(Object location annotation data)

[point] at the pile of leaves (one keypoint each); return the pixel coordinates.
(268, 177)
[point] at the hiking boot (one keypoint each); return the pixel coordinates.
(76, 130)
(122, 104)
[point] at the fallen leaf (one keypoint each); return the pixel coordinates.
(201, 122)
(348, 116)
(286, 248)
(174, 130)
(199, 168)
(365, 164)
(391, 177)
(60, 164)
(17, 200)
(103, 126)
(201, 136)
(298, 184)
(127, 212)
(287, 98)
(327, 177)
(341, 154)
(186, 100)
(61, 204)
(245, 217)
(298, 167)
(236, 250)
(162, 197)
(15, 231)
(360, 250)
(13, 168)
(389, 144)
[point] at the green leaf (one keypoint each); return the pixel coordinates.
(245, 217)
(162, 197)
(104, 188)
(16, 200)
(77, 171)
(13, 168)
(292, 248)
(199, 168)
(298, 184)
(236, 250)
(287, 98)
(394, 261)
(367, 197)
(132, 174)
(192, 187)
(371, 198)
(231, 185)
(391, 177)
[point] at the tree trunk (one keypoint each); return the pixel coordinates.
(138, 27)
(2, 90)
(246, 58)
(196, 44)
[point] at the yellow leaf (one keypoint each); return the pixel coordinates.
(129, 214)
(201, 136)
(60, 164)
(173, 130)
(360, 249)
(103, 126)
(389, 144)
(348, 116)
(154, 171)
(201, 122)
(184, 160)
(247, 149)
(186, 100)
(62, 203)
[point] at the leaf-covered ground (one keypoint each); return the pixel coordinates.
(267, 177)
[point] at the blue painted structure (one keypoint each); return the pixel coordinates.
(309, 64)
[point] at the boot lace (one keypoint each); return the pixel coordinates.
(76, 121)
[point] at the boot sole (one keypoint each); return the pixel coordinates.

◆ Work instructions ◆
Rewrite the material above, substituting "image coordinates" for each occurrence of "pixel coordinates" and leaving everything else unchanged.

◆ Expected answer ◆
[point] at the pile of leaves (one keypoint each); return the image coordinates.
(268, 177)
[point] at the hiking boot (one keypoint each); return the image coordinates.
(76, 130)
(122, 104)
[point] at the fallen leaf (one keypoint each); return the image coordinates.
(201, 122)
(348, 116)
(286, 248)
(174, 130)
(199, 168)
(365, 164)
(391, 177)
(60, 164)
(17, 200)
(103, 126)
(201, 136)
(298, 184)
(127, 212)
(287, 98)
(327, 177)
(341, 154)
(186, 100)
(61, 204)
(245, 217)
(298, 167)
(236, 250)
(162, 197)
(15, 231)
(360, 250)
(13, 168)
(389, 144)
[point] at the green leaf (one keypoint each); return the image coordinates.
(245, 217)
(162, 197)
(104, 188)
(16, 200)
(77, 171)
(13, 168)
(292, 248)
(199, 168)
(298, 184)
(236, 250)
(287, 98)
(394, 261)
(367, 197)
(132, 174)
(192, 187)
(371, 198)
(231, 185)
(391, 177)
[point] at the tree trunk (one keypoint each); return the image coordinates.
(138, 27)
(2, 90)
(246, 58)
(196, 44)
[point] at the yellow leaf (one keypoint each); return the image coordinates.
(129, 214)
(201, 136)
(60, 164)
(173, 130)
(360, 249)
(103, 126)
(389, 144)
(348, 116)
(154, 171)
(201, 122)
(184, 160)
(247, 149)
(186, 100)
(62, 203)
[point] at the leaf-covered ground (one keypoint each); return the image coordinates.
(267, 177)
[point] at the blue painted structure (one keypoint each); return the image coordinates.
(309, 64)
[point] at the boot lace (one keypoint each); return the image coordinates.
(76, 121)
[point] at the boot sole (one keypoint each); return the image coordinates.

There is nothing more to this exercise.